>> begin

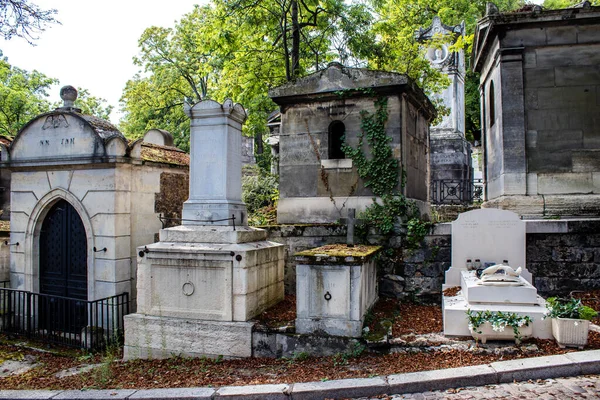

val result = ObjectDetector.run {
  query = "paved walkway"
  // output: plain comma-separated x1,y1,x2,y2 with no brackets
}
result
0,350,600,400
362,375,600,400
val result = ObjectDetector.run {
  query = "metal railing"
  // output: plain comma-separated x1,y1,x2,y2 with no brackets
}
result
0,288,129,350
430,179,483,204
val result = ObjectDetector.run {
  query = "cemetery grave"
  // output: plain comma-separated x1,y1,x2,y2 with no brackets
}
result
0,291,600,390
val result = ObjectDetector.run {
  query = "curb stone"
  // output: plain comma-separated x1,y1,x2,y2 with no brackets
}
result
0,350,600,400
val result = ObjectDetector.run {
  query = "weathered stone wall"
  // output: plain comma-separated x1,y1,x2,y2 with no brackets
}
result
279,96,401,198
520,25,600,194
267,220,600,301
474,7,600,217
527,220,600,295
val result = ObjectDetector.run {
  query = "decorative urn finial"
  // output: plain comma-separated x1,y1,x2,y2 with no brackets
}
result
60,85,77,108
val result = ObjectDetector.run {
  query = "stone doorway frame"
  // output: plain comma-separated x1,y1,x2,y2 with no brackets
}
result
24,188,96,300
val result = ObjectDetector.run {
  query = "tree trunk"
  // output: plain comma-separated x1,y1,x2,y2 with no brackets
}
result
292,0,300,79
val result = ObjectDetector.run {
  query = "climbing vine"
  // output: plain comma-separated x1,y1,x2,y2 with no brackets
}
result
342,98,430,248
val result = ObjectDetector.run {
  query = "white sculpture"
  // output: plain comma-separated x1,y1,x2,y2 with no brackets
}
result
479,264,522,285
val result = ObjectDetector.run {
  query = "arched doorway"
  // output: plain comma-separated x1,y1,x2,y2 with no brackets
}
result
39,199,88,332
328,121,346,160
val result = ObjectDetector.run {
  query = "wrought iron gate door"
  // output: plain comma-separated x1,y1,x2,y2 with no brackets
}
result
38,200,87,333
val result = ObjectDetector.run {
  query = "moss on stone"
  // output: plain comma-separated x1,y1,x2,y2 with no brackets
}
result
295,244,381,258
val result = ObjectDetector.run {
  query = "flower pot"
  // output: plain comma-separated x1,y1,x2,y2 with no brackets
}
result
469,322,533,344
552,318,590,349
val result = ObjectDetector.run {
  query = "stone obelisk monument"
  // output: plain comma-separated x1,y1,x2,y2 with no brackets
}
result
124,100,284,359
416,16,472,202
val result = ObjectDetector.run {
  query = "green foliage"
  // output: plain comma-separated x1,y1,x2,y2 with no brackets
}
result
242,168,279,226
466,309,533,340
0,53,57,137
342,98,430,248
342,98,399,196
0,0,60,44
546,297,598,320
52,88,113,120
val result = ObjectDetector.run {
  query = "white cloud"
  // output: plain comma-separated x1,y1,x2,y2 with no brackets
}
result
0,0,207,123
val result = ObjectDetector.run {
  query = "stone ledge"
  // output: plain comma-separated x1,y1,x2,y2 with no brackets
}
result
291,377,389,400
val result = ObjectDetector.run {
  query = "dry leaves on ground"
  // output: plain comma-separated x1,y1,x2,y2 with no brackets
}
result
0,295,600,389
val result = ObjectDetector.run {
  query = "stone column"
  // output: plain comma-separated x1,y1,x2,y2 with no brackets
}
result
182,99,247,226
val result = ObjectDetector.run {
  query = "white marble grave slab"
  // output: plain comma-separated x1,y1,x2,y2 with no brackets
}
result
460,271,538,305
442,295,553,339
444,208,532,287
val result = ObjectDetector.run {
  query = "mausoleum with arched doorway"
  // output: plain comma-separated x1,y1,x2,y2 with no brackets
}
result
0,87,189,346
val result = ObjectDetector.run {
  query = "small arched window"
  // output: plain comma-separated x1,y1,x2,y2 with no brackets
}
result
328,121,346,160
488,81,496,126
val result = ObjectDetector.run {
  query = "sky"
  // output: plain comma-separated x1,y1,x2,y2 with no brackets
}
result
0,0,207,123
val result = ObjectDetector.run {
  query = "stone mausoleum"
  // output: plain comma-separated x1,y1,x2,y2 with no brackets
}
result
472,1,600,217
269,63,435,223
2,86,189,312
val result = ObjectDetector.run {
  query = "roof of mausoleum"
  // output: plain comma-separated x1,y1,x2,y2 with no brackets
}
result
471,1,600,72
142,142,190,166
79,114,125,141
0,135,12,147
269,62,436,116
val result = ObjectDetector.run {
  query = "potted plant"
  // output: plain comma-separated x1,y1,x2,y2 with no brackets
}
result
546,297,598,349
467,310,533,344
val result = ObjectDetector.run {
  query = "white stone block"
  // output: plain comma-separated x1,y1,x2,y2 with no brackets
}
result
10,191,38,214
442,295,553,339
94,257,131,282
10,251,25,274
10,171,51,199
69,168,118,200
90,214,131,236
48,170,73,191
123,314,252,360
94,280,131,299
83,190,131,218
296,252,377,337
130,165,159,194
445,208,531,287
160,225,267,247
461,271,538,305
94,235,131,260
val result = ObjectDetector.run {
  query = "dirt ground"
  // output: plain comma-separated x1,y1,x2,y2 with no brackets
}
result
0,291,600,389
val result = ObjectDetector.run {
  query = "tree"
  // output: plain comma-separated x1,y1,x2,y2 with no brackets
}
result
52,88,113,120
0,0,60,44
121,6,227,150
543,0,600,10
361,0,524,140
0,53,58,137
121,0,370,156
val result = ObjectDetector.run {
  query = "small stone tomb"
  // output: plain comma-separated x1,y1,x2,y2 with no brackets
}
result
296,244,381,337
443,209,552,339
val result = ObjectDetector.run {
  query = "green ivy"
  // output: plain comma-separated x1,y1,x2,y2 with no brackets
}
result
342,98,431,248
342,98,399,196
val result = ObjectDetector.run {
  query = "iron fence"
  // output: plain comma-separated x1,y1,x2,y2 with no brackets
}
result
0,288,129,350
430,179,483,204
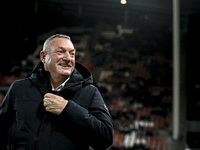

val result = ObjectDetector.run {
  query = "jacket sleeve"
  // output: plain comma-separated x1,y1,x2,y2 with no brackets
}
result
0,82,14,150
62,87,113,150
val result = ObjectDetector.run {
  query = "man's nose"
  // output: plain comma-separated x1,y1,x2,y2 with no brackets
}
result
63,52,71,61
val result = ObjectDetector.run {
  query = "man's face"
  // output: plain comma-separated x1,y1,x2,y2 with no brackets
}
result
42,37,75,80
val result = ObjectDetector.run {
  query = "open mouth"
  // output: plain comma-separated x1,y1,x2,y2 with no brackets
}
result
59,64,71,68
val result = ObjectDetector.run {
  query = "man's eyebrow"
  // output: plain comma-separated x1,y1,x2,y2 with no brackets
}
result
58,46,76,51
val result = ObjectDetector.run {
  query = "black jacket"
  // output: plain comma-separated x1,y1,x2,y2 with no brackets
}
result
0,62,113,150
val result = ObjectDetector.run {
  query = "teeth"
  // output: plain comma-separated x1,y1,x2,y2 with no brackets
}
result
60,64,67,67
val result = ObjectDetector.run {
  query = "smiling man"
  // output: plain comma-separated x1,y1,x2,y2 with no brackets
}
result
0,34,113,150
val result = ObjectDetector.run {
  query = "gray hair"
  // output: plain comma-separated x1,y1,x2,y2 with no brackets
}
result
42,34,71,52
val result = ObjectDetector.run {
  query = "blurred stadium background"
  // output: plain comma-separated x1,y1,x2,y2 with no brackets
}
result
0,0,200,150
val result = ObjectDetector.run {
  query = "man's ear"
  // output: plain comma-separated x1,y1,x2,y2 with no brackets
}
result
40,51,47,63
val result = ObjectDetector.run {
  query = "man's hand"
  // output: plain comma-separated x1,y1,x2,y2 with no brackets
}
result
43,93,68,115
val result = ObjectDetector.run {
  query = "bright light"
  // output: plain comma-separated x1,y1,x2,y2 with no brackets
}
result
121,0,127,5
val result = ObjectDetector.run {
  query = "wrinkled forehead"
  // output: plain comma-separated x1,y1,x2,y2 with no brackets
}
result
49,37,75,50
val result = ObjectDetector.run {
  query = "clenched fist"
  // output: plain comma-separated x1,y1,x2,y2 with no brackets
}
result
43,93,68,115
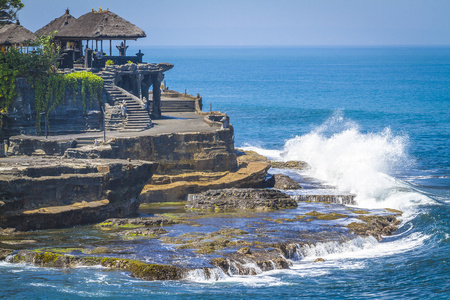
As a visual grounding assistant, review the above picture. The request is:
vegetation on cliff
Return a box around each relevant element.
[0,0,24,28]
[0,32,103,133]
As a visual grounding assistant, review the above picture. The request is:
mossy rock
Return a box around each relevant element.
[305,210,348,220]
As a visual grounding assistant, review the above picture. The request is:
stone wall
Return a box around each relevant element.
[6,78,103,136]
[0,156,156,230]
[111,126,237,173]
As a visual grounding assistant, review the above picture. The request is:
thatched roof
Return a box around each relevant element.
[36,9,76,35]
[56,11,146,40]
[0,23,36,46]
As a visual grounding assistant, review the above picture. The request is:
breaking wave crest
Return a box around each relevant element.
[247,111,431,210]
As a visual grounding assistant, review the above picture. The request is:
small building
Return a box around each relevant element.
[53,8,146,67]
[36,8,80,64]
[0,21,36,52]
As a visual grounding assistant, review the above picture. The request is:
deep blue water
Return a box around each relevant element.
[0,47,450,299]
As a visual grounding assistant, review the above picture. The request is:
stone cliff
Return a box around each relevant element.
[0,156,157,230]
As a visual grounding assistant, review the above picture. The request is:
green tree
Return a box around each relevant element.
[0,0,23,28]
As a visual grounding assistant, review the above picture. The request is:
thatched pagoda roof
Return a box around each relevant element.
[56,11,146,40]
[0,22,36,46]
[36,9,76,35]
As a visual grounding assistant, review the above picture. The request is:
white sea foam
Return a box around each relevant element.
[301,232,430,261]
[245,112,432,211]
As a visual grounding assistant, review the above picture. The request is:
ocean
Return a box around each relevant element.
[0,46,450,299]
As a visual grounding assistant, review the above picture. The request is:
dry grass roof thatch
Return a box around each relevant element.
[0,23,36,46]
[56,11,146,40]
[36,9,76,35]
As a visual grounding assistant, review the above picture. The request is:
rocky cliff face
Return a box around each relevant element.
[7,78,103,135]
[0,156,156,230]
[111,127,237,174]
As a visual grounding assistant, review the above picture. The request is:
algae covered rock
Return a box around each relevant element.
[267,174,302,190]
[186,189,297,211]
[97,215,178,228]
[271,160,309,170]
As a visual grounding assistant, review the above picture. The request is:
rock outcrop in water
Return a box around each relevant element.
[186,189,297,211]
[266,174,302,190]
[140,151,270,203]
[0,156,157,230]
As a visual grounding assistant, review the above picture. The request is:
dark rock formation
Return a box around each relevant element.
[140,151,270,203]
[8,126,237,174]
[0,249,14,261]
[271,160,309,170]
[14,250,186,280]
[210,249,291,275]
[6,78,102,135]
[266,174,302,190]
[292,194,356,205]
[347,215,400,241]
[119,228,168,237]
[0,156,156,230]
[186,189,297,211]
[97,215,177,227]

>> end

Exercise aim:
Count the lines in the records above that contain the string "small", and reply with that number alone.

Exercise result:
3